__To do__: Please copy out everything from the line containing "the white wall" down to the end of the data, substituting "site survey log" for "field scouting record" and keeping all else unchanged.

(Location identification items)

[start]

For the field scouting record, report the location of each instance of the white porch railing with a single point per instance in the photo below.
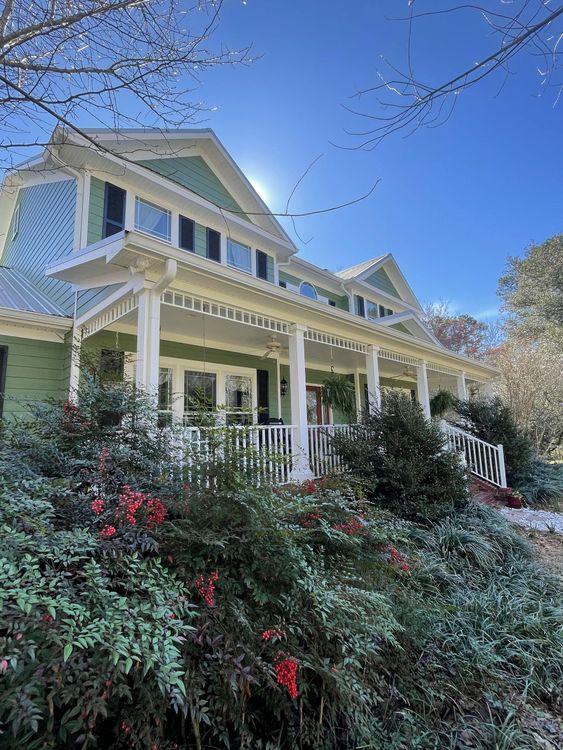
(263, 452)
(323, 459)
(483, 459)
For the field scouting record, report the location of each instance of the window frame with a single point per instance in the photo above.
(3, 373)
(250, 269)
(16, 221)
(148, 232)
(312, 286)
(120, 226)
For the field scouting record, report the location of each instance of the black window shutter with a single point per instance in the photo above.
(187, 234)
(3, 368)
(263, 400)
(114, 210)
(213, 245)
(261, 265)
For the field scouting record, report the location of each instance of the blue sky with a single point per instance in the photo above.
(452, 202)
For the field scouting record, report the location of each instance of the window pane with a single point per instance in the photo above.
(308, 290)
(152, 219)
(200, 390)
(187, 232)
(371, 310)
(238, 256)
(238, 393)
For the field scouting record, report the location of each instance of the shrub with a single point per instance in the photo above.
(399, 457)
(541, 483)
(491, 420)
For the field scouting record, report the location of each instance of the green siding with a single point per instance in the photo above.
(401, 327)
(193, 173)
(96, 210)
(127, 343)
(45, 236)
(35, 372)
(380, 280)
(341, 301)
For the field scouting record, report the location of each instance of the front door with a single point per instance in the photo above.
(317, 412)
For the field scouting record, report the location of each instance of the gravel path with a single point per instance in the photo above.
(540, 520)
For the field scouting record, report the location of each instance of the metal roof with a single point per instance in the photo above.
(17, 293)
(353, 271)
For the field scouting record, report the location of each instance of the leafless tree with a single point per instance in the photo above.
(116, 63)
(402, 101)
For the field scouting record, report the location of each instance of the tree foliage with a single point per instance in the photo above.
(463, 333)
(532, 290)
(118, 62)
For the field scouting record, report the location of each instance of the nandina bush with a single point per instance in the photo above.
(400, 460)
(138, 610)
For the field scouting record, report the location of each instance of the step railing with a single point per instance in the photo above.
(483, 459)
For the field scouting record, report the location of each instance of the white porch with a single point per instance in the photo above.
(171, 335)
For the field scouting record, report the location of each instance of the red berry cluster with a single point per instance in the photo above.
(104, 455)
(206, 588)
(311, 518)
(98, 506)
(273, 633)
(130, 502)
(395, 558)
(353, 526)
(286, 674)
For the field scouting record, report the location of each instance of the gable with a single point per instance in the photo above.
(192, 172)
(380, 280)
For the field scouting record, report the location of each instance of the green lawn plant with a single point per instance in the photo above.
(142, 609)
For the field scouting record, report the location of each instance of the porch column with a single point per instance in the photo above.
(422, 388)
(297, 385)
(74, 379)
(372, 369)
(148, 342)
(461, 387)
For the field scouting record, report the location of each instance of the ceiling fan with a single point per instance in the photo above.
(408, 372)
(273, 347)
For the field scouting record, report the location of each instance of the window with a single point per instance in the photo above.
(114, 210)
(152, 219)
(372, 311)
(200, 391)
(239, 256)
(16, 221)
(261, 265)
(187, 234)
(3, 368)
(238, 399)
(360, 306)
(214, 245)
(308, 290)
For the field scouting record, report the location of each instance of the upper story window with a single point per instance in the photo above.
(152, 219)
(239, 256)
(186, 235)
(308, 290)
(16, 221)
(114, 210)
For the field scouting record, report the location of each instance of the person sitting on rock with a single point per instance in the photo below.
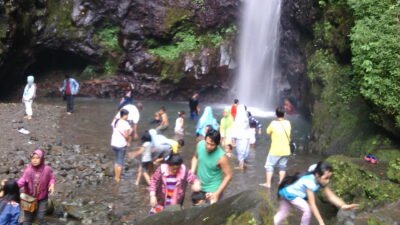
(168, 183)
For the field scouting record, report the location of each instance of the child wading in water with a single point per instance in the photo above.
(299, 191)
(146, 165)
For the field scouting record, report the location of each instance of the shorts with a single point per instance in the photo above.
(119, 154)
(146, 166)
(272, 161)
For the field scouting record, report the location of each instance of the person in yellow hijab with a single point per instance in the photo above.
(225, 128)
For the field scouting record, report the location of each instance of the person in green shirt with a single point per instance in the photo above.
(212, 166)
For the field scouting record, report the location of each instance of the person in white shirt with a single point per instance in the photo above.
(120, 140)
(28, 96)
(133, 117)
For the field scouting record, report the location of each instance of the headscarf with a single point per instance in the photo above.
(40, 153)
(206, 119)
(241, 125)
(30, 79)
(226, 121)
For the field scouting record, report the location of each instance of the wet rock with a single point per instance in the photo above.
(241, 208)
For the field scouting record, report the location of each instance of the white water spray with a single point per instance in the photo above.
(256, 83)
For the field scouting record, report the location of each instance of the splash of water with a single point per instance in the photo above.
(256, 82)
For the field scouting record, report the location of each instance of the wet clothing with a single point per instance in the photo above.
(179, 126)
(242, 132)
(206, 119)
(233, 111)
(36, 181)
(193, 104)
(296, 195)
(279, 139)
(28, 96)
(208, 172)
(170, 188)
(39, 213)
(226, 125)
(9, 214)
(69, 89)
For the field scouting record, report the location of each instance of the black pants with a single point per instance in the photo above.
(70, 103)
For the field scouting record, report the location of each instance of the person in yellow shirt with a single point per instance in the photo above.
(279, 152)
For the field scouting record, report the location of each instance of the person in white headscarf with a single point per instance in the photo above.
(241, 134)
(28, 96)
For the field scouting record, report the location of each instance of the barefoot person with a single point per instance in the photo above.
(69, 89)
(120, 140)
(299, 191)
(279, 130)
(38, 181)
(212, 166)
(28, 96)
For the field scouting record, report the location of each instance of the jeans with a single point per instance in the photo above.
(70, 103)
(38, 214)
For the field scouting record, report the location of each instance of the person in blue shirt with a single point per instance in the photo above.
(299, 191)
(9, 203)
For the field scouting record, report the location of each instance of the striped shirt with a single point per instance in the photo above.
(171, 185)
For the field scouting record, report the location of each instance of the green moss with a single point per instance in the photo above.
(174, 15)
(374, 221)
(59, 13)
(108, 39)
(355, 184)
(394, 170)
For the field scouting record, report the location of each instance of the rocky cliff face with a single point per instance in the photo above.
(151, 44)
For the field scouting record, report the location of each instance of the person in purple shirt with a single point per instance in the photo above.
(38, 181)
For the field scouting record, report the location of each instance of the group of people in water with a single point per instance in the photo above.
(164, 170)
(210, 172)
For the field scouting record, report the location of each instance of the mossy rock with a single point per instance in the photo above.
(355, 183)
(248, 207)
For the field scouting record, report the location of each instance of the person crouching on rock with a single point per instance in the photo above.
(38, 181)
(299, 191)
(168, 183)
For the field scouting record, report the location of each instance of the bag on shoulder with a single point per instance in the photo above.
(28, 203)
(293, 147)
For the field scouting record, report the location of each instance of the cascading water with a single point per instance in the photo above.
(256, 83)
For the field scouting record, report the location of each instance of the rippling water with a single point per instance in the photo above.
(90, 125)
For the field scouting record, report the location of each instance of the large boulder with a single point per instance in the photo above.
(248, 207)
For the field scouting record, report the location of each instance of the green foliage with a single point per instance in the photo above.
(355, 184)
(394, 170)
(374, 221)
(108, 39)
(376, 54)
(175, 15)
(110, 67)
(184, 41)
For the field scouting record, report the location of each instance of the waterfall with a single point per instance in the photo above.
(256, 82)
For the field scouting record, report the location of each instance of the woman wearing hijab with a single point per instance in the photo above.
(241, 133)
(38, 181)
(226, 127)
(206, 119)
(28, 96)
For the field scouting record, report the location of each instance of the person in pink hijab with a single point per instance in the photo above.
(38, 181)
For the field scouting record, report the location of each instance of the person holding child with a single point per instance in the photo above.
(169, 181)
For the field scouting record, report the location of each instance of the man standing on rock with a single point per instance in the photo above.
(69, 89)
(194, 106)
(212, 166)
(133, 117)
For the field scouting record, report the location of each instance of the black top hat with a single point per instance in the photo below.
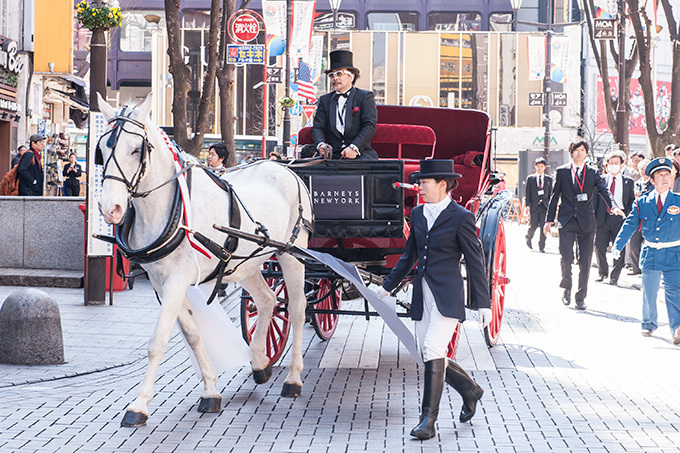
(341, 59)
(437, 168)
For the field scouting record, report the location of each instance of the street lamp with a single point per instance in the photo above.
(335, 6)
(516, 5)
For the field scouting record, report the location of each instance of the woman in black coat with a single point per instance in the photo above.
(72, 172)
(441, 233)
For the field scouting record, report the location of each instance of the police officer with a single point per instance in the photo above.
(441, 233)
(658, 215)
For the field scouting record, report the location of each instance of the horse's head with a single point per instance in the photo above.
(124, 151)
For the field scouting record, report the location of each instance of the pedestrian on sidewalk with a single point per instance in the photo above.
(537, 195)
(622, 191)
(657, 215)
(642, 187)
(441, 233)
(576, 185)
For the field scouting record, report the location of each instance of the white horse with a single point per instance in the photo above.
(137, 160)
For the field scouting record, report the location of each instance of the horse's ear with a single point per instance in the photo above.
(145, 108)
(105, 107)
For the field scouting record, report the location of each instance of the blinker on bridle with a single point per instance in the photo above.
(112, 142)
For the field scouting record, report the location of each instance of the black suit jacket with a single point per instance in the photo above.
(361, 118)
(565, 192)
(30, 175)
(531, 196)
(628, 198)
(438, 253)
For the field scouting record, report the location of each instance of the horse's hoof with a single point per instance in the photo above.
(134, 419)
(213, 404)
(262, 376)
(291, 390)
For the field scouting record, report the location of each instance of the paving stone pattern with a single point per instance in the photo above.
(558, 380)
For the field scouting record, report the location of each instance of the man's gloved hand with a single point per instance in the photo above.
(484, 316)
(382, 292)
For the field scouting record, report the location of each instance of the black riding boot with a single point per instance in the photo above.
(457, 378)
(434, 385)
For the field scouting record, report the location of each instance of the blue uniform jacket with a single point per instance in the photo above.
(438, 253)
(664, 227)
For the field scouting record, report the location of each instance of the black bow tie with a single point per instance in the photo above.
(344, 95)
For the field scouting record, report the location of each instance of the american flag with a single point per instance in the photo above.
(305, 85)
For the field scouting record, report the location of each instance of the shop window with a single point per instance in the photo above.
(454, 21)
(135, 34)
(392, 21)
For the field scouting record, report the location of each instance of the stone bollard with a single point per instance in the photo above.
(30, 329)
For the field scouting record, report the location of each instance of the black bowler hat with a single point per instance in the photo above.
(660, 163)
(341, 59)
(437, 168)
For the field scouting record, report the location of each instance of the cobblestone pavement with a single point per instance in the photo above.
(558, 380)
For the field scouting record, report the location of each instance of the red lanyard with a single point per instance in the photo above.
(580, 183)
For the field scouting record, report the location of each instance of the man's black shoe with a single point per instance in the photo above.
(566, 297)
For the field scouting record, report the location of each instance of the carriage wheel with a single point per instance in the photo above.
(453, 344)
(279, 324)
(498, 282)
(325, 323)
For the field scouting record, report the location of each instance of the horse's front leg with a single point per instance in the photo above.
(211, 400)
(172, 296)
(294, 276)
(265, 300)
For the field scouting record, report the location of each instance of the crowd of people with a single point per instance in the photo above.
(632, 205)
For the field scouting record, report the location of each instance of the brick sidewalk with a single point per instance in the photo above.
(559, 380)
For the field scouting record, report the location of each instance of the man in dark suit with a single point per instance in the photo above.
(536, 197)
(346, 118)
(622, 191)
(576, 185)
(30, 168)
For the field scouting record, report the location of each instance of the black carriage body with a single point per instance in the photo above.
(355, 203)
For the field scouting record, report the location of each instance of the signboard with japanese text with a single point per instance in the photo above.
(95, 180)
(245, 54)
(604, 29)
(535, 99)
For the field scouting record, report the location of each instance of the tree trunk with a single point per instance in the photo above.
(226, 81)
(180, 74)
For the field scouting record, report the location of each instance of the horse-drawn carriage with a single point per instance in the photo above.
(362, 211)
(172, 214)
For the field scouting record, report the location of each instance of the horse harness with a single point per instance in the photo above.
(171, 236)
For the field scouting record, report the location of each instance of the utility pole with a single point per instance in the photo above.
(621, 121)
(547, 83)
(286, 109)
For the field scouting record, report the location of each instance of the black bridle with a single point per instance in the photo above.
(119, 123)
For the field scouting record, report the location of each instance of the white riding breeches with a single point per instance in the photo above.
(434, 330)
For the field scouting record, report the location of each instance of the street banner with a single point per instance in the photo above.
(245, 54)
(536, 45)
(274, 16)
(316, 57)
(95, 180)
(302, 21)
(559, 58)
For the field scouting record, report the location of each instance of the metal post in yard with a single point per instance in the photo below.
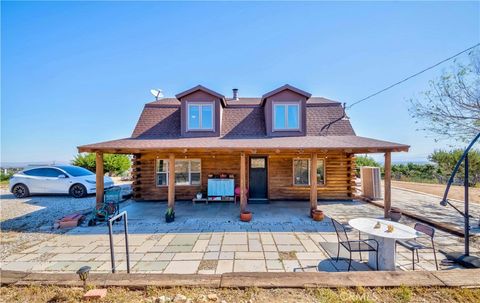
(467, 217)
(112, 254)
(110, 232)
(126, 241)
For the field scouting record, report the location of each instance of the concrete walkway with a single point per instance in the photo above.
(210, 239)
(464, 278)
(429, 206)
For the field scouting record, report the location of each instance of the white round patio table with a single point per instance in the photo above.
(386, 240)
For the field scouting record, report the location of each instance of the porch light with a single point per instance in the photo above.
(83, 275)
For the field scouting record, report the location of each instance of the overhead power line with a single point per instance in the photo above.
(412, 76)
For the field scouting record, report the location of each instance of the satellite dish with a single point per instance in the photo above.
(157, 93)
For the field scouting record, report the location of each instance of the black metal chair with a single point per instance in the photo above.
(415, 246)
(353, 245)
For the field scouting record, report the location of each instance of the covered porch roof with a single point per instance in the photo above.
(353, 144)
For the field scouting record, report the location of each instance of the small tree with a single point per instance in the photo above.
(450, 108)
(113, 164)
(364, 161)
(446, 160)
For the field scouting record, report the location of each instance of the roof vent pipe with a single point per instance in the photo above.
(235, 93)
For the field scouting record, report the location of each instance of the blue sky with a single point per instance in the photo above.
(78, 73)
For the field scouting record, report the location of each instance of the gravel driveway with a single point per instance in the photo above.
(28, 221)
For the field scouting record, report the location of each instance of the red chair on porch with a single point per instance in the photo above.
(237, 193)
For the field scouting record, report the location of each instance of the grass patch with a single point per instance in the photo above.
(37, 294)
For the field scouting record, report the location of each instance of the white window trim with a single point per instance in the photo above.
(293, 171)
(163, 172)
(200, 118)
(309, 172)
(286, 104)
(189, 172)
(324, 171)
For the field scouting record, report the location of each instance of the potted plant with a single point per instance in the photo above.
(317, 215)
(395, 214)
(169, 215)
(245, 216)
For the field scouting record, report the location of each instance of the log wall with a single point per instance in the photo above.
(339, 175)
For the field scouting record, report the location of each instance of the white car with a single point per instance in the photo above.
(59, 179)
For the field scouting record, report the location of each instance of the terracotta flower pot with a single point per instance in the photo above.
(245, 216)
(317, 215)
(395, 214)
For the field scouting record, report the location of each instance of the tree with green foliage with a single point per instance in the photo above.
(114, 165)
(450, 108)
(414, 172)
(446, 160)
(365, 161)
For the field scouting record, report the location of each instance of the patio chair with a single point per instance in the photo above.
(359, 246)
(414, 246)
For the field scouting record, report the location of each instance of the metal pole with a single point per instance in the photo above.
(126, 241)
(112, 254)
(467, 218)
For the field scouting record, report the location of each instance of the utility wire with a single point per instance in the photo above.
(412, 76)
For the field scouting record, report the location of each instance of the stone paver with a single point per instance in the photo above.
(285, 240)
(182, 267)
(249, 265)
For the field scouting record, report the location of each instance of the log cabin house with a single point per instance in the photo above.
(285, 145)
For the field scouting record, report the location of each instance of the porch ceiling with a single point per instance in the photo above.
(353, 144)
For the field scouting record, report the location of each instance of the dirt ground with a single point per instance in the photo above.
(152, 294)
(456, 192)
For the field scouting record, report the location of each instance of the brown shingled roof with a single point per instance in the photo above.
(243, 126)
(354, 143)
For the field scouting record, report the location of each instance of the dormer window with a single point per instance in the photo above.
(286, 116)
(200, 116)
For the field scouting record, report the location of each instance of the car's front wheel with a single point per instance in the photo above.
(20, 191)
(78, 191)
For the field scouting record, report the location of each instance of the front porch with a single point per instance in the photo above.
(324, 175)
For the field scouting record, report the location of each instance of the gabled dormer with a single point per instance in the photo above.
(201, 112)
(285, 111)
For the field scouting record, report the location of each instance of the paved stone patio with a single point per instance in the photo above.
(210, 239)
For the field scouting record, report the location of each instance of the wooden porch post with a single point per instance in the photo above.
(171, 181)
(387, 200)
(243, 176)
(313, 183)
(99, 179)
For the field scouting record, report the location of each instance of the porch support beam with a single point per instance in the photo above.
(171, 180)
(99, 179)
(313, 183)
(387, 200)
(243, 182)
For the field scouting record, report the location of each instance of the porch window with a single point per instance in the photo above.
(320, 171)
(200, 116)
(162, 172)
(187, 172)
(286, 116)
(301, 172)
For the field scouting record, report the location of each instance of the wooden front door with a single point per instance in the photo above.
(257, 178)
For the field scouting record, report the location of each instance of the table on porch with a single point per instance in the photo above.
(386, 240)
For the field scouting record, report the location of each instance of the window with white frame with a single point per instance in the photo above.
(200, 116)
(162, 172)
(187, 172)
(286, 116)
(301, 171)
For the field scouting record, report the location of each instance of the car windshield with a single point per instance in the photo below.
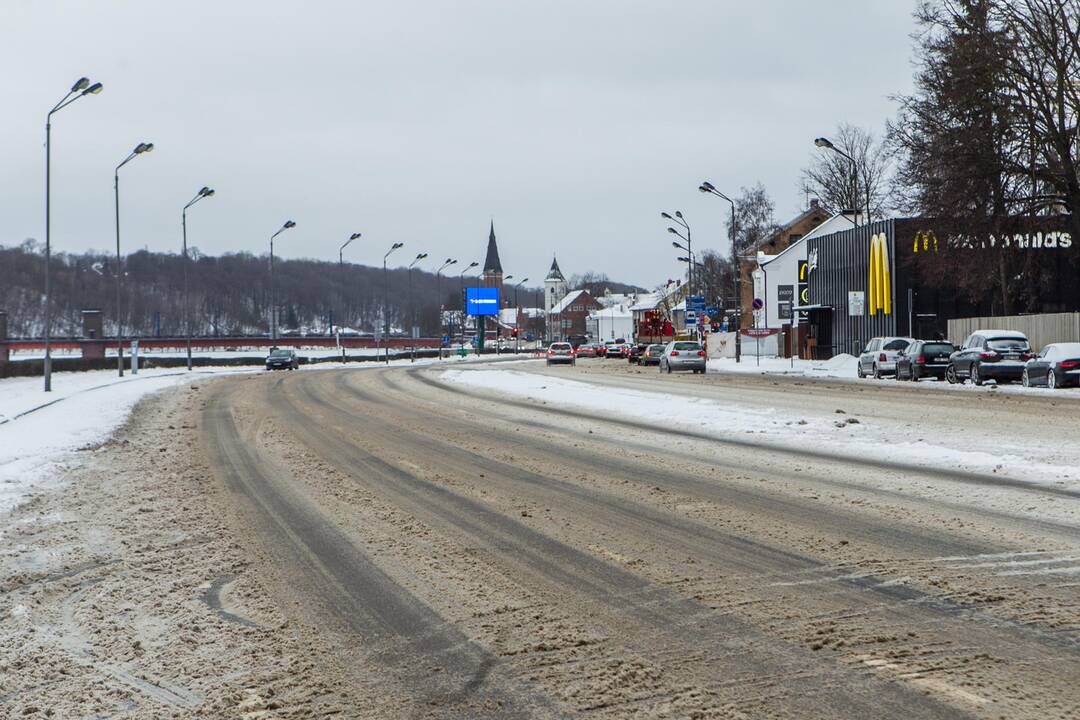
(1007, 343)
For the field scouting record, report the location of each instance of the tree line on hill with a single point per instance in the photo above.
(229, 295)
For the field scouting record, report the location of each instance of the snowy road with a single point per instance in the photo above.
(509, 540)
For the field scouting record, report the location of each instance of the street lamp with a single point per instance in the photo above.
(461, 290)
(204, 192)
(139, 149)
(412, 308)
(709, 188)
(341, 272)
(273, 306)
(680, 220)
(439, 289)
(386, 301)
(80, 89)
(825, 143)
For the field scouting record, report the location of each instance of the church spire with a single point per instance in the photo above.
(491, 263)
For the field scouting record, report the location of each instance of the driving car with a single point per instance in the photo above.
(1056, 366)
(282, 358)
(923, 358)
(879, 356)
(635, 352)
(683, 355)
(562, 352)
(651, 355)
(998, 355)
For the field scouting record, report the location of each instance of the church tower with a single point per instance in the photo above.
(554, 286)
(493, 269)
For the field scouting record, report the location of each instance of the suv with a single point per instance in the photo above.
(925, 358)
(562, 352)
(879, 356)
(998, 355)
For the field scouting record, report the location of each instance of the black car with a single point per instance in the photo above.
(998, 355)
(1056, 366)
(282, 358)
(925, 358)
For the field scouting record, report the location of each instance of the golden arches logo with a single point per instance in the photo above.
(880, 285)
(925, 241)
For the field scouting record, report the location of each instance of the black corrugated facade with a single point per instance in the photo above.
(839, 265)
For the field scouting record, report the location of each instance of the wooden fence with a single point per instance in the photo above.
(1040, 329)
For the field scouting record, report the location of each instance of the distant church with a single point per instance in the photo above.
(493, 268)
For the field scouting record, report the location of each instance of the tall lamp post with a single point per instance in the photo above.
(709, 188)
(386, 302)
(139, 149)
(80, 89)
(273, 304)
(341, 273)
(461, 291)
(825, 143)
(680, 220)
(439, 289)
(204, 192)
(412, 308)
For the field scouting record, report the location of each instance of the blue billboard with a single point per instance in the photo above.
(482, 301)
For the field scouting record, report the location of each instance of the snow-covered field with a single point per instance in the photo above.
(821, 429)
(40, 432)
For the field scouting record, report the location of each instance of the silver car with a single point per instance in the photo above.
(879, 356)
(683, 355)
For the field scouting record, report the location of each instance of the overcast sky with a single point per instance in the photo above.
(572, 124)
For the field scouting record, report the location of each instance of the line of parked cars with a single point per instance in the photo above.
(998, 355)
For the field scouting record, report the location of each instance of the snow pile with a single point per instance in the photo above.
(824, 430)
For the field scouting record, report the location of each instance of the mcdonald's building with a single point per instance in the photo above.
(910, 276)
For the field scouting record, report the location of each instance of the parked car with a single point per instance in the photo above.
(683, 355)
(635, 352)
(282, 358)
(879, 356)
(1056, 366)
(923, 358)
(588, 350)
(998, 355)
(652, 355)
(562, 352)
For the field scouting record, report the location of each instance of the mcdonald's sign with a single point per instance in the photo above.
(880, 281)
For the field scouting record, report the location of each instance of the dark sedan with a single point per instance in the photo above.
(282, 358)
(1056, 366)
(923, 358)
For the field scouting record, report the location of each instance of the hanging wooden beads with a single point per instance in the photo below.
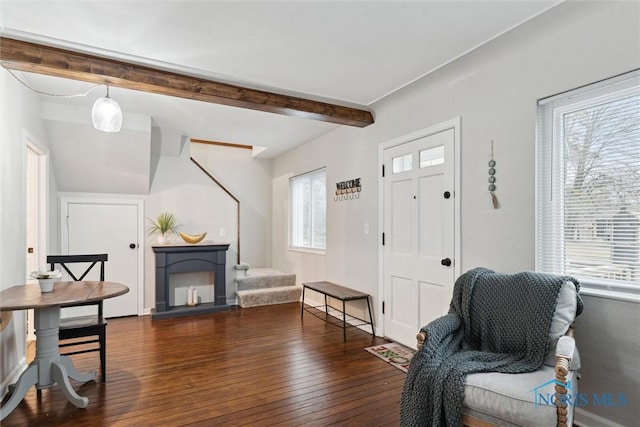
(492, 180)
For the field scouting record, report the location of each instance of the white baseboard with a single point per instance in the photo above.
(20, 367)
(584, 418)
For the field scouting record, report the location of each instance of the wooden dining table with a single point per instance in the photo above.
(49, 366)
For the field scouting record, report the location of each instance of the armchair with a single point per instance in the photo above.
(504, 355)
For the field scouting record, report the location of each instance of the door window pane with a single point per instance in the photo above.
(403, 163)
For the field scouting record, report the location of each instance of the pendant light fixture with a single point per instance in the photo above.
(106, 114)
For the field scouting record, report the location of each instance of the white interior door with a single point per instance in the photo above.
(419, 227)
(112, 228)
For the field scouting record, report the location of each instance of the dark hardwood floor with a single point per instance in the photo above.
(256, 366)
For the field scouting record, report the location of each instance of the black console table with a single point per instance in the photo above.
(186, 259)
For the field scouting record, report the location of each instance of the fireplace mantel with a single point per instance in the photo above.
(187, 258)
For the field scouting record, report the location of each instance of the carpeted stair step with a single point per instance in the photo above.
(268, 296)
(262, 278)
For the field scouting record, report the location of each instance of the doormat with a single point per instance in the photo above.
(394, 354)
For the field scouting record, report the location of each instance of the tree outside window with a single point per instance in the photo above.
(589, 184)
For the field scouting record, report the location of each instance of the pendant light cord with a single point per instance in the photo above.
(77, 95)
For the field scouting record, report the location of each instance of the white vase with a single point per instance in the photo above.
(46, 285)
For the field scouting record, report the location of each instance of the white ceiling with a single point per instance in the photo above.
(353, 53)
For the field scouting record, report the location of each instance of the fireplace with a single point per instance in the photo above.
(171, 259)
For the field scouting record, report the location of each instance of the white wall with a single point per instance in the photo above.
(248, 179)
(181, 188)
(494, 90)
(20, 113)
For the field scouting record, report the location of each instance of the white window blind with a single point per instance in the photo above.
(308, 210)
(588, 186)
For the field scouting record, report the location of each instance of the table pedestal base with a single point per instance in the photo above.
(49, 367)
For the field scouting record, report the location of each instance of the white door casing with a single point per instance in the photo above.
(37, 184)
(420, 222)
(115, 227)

[end]

__Solved problem__:
For the site survey log, report the location of each instance of the white wall with a single point per instance in the photo above.
(248, 179)
(181, 188)
(494, 90)
(20, 113)
For the site survey log, report the location of each instance of the white window blind with a single point per instance in the photo above.
(308, 210)
(588, 186)
For the site survey log, report the location of each instance of the table pedestal base with a single point per instance in the photo above.
(49, 367)
For the site survey log, report the location of each instance of the white door casing with a single point per instance in the photo above.
(37, 184)
(420, 222)
(115, 227)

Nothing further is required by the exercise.